Document segment
--- start ---
Friday, September 23, 2011

Development meeting at UF, Sept. 12-13, 2011 - A quick summary

Our core development team met again, and although a few key people were missing, there were enough to generate a healthy discussion and set the course for more progress on BiSciCol development. The following people attended: Reed Beaman (UF), Nico Cellinese (UF), Brian Stucky (University of Colorado, Boulder), John Deck (UC Berkeley), Bryan Heidorn (UA), Tom Orrell (SI), Kate Rachwal (UF), Russell Watkins (UF), Lukasz Ziemba (UF). Overall, we discussed a number of topics to include user scenarios and potential queries, output of query results, coding requirements, how to represent geographic information, how to handle taxonomic names, tasks to be completed, timetable. Consistent threads throughout these discussions were the form of BiSciCol, from a structural and user interface perspective, and its role with respect to data providers (clients), processing and service. On Monday 12th, we reviewed the user scenarios we generated in the past and discussed potential queries derived from the workflows presented in these scenarios. It quickly became clear that there was a convergence of common queries across all scenarios. Potential query types are listed below followed by a brief example in parentheses. It should be noted that the data schema is based on transitive relations between objects, including “relatedTo” and “sameAs” inferences between objects. Also, filters can be applied to any Object Id with respect to: date, source database, and level or depth of relatedness. These filters can be applied in combination within a single query (see below). We will have to spend more time thinking about scalability and how to handle very large and/or complex queries.
--- end ---
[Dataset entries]
--- start ---
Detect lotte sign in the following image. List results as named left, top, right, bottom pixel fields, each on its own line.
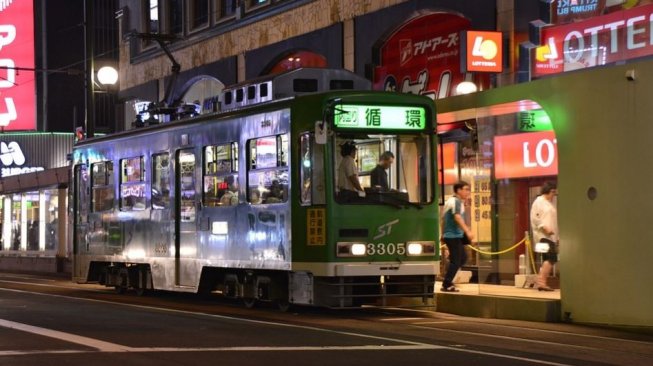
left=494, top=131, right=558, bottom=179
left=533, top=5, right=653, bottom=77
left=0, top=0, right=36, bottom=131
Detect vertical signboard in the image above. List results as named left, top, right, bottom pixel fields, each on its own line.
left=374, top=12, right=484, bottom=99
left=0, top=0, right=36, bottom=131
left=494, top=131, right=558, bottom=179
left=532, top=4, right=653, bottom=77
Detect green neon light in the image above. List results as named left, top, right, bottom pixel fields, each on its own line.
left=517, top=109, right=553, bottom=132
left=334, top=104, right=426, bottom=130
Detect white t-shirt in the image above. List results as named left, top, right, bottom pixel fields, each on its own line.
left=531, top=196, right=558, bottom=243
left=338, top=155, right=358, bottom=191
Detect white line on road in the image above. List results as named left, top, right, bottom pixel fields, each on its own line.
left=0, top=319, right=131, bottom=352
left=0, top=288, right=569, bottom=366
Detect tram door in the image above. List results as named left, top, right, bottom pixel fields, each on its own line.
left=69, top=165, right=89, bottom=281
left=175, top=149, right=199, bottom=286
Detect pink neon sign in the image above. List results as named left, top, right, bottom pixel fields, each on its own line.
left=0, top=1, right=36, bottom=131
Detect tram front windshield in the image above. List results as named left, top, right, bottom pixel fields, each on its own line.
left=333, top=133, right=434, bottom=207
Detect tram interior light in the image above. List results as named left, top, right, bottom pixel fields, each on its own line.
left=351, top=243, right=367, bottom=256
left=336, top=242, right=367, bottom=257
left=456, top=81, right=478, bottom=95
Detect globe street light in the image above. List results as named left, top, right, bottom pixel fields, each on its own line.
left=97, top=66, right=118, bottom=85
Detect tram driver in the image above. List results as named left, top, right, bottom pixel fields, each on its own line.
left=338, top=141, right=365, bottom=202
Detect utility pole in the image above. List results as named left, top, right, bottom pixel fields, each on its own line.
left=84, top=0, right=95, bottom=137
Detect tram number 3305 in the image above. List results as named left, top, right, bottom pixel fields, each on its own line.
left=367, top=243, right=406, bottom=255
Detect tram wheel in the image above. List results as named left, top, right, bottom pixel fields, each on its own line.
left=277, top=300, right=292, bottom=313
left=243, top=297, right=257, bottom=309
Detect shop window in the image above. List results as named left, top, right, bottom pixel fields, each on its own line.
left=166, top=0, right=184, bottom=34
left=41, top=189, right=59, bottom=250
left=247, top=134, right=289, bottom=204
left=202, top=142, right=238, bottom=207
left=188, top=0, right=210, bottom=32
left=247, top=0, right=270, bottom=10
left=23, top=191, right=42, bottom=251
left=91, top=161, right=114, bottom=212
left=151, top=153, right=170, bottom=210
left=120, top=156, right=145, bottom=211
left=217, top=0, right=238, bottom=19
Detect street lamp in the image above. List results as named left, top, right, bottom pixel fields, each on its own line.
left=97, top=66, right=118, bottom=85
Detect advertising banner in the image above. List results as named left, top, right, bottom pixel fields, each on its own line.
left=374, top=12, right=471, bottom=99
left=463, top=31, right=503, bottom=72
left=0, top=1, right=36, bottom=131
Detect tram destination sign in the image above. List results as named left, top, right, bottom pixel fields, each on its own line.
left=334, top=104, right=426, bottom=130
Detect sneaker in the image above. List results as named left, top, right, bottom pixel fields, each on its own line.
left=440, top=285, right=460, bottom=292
--- end ---
--- start ---
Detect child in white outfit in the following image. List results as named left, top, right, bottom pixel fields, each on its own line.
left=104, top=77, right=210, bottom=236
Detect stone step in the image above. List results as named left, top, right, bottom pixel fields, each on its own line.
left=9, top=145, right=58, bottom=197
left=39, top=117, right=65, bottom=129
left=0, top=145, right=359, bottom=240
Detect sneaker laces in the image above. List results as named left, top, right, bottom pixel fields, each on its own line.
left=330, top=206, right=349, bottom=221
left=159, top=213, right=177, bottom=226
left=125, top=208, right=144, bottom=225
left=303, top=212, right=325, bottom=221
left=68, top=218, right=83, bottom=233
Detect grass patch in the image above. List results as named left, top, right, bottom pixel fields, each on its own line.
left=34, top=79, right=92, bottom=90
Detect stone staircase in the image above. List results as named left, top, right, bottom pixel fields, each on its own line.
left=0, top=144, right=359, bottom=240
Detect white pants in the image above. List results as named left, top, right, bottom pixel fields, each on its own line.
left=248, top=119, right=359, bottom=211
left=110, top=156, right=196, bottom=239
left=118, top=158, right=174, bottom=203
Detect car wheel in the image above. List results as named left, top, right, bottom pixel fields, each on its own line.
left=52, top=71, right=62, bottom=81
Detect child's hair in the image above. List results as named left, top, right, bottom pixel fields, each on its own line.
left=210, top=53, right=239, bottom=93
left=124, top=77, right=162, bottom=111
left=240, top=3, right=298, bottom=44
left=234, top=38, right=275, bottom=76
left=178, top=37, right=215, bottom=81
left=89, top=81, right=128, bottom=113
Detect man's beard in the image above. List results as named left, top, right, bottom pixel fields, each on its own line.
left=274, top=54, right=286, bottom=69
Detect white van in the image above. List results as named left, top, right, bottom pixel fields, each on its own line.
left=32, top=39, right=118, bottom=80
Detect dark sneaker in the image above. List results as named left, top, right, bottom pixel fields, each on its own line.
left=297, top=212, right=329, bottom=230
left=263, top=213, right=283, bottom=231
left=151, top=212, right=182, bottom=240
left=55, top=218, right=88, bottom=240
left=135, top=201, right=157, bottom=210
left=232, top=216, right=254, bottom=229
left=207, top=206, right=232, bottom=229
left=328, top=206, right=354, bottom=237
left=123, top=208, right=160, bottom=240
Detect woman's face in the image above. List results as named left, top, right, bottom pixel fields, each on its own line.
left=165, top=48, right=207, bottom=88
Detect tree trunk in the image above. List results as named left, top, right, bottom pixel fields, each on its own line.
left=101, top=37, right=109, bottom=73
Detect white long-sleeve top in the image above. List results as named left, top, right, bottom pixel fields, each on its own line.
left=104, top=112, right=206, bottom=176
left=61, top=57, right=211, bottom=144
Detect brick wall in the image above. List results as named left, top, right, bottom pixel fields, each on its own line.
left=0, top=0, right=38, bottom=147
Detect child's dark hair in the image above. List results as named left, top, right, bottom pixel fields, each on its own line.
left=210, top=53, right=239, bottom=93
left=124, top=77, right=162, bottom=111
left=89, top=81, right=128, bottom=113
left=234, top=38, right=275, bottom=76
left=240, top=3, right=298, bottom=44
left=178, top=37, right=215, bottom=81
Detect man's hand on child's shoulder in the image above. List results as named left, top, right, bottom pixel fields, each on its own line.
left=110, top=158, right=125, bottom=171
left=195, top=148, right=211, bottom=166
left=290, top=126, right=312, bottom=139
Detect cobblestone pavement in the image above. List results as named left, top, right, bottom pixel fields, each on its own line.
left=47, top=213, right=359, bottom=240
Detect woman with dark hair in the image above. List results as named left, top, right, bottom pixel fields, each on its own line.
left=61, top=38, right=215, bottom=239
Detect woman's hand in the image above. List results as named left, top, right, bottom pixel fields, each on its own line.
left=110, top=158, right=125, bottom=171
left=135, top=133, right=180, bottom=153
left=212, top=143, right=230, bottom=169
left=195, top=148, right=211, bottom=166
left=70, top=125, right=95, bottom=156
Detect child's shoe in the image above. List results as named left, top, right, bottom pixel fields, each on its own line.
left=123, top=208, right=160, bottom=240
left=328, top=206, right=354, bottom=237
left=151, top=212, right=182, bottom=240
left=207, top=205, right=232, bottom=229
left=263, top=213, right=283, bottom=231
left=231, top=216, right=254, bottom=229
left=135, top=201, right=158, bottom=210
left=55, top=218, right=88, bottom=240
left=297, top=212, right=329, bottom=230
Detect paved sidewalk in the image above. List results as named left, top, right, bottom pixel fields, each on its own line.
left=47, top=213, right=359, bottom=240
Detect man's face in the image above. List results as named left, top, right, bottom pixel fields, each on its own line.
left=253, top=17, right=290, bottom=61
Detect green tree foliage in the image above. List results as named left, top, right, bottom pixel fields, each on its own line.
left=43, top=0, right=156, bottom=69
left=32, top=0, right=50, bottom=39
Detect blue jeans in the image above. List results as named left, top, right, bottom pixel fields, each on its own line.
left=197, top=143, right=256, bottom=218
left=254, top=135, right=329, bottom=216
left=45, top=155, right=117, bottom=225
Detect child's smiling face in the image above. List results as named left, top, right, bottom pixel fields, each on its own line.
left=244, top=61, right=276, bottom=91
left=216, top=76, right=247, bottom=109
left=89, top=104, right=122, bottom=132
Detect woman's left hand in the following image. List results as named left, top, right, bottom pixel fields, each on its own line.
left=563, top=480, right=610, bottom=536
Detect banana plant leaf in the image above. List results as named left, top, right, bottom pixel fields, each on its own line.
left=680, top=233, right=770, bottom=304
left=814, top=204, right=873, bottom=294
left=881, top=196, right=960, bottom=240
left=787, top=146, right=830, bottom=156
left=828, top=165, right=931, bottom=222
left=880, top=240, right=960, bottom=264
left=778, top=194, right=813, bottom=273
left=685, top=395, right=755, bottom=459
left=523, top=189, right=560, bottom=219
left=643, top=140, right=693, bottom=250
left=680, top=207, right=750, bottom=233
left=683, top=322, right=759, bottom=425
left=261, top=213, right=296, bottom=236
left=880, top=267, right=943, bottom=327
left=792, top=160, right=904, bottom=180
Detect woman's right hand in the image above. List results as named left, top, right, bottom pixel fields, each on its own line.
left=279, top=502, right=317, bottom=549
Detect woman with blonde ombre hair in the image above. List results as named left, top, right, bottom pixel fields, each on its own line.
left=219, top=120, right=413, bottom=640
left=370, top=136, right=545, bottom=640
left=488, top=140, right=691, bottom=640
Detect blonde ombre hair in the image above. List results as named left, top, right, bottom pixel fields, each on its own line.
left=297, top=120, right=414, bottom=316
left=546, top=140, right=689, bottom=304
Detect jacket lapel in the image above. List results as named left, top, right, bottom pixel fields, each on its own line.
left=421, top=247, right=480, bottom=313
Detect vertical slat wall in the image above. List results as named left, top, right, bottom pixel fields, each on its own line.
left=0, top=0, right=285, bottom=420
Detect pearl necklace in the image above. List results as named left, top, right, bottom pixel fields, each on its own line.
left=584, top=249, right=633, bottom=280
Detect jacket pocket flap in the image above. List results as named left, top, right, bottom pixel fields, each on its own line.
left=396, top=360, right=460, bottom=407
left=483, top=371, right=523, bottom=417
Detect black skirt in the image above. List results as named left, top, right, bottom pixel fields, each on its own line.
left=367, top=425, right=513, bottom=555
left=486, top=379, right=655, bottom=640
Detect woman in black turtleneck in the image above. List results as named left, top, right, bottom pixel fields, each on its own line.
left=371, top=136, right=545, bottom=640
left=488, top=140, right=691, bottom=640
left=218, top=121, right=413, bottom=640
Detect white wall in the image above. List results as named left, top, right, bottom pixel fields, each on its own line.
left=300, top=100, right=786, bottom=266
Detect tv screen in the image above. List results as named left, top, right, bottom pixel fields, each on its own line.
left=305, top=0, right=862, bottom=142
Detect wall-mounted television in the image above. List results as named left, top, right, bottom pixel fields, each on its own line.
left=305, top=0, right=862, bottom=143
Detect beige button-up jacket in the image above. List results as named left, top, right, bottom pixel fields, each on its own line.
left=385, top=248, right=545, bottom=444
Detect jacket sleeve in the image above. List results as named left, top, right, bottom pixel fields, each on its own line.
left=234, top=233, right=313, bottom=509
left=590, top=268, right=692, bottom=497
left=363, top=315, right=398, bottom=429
--- end ---
--- start ---
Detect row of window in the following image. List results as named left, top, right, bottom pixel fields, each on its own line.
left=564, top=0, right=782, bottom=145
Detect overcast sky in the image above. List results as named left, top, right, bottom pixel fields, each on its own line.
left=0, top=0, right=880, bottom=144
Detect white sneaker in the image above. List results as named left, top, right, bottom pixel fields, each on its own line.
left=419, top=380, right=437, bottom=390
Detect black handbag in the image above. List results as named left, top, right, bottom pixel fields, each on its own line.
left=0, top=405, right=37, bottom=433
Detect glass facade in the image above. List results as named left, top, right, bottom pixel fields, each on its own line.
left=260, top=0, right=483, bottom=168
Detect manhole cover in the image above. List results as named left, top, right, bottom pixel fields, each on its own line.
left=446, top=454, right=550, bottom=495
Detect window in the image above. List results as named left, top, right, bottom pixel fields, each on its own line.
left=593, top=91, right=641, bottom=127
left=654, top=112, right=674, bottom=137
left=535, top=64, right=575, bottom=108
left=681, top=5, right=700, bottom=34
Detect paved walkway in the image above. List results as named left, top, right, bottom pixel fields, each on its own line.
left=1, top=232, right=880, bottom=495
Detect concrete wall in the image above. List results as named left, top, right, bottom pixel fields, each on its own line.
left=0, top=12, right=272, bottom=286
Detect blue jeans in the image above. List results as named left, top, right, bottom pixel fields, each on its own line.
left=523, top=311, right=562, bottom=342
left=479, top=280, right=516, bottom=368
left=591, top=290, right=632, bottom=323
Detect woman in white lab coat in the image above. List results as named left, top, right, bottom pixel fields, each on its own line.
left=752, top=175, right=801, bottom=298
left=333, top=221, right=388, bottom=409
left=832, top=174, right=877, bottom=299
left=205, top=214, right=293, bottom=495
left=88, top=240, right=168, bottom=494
--- end ---
Problems to work on
1. In the records, retype the lines that begin at the line containing "Detect tram number" and stop after the line containing "left=367, top=243, right=406, bottom=255", character for character.
2. Write what comes next in the summary of the BiSciCol development meeting, picking up after its final sentence.

Results in order
1.
Detect tram number 3305 in the image above. List results as named left, top, right, bottom pixel fields, each on its own line.
left=367, top=243, right=406, bottom=255

2.
Enumeration of Query Types 

Relations = The graph of transitive relations attached to a particular object. Including “sameAs” inferences between this object and all related objects.

DateFilters = All queries below can be modified with a date filter for any Object ID Source DB Filters = Ability to filter on source database.

 Potential Query Types:

 1. WHERE Object=X, return relations (Given a specimen ID, return eventID, tissueIDs, etc… that are related)

 2. WHERE Object=X, return List of Objects that are "sameAs" (From Use Case #4: Given a collectors specimen ObjectID, return internal IDs, and other institution IDs that refer to this same ID)

 3. WHERE Object=X, and has duplicate non-matching literals (A GUID has two different taxonomic names "Jim" and "Fred")

 Filtering Queries (on rdf:Type):

 Recursive filters can be applied to derived graphs (returned output.).

We need to support multiple types of filters, which means (1) multiple filters at one level of relatedness and/or/not (2) multiple filters across several levels of relatedness.

1. Given an Object, return all related objects that are a certain rdf:type (e.g. Show all images that are attached to a Specimen ID).

 2. Given an Object, return related objects that are a certain rdf:type AND related objects that are another rdf:type (e.g. given an EventID, only search for specimens with identifications so we don't also include tissues, extractions, sequences with identifications).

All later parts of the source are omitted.